[Dataset rows on where objects appear]
☆ ☆ ☆
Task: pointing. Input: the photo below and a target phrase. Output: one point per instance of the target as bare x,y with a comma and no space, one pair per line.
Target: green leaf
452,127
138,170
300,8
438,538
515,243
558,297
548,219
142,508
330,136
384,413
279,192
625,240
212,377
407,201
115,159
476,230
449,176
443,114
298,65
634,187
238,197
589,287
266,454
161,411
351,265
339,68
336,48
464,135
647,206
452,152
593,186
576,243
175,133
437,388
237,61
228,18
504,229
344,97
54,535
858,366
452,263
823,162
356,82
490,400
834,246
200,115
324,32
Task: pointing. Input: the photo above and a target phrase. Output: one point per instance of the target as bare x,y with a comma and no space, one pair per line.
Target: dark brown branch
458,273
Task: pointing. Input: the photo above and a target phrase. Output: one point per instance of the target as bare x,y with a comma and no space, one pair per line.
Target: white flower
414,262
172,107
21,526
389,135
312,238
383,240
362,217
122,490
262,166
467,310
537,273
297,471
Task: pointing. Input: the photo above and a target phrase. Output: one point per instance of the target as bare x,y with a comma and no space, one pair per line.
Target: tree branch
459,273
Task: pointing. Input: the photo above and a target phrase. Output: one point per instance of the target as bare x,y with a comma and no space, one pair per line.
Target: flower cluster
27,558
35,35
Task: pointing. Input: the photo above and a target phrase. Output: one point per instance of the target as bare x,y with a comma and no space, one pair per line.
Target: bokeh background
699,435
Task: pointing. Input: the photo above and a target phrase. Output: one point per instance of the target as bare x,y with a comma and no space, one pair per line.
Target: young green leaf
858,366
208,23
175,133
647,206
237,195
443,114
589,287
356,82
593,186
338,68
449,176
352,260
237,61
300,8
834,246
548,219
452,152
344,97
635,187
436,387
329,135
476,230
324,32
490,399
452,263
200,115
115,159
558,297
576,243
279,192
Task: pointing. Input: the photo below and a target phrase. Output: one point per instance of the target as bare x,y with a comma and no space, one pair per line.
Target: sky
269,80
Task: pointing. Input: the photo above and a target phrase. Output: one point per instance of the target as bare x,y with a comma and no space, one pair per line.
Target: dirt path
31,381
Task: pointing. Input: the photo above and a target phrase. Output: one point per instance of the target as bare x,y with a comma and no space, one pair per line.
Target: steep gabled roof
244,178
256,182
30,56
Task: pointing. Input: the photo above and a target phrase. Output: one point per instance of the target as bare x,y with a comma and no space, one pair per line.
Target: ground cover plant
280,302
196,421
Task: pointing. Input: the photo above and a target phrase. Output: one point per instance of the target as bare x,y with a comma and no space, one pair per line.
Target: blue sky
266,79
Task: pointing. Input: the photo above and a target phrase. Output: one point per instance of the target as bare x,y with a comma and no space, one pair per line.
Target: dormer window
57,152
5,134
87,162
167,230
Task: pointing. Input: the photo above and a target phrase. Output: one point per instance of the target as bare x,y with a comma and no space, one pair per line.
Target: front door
☆ ☆ ☆
| PROBLEM TO WORK ON |
Could you transcribe the records in full, exactly?

| COMPLETED EXERCISE |
Task: pointing. Input: the photo below and a target phrase. Output: one point per instance of the target as bare x,y with a comma and no space, one pair per line.
Target: green leaf
452,127
138,170
300,8
438,538
515,243
558,297
548,219
142,508
330,136
384,413
279,192
625,240
212,377
407,201
115,159
476,230
449,176
443,114
298,65
634,187
238,197
589,287
266,454
161,411
351,265
339,68
336,48
464,135
647,206
452,152
593,186
576,243
175,133
437,388
237,61
228,18
504,229
344,97
54,535
858,366
452,263
823,162
356,82
490,400
834,246
200,115
324,32
Task: pointing. Input: the photo above and a target phrase. Output: one point per instance of the target as bare x,y with a comma and no space, one pair per line.
Target: dark brown branch
458,273
Task: pointing. Input: the photo above and a target phrase. Output: one point per instance of the target as bare x,y with a comma and no space, one pair per line.
Target: white flower
414,262
172,107
21,526
389,135
312,238
383,240
362,217
122,490
262,166
467,310
537,273
297,471
Task: pointing. Input: the photo above and a target phrase. Output: one point per instance of the target as bare x,y with a comma and no space, one pair per line.
Target: tree branch
459,273
Task: pointing. Input: the photo above and a target phrase. Output: one point per instance of the target as bare x,y with a comma and no space, one pair per line.
Target: flower cluster
27,558
35,35
Task: pointing. Input: the photo above and a target phrase. Output: one point per instance of the target as bare x,y with a comma and no space, one pair per line.
Target: bokeh background
699,435
Task: pointing. Input: the photo above and a target phrase. Output: one point per instance of the target as bare x,y with a comma and no space, one pair per line.
Target: young green leaf
858,366
208,23
175,133
647,206
237,195
443,114
589,287
356,82
593,186
338,68
449,176
352,260
237,61
300,8
834,246
548,219
452,152
344,97
635,187
436,387
329,135
476,230
324,32
490,399
452,263
200,115
115,159
558,297
576,243
279,192
Task: pointing. Input: the photo below and a target phrase. Output: one point per instance of the target as bare x,y with a comma and no space, one pair per line.
Target: sky
269,80
Task: pointing. Input: the photo above and a target phrase. Output: one point per instance of the target as bare x,y with a comma and no space, one pair per line.
Target: dirt path
31,381
Task: pointing. Input: the photo above and a target phrase. Output: one point per instance of the target as bare x,y with a comma and no space, one pair per line.
Target: steep gabled roof
244,178
256,182
30,56
Task: pointing. Input: the photo above and a target phrase. Output: one point per instance of the target as bare x,y with a comma and no space, one pair per line.
Target: ground cover plant
280,302
196,421
Task: pointing. Input: the photo above and a target phrase. Output: one point per instance of the target as bare x,y with a comma and no space, one pair per line.
Target: blue sky
266,79
Task: pointing. Input: the photo above and a target phrase. Output: one point per instance of the target as bare x,y with a comma and no space, one pair per line.
Target: dormer window
57,152
5,134
87,162
167,230
Task: pointing. Input: the photo above and a target phrase. Output: one point per instance of the target as bare x,y with a comma and no space, one pair per line.
Target: front door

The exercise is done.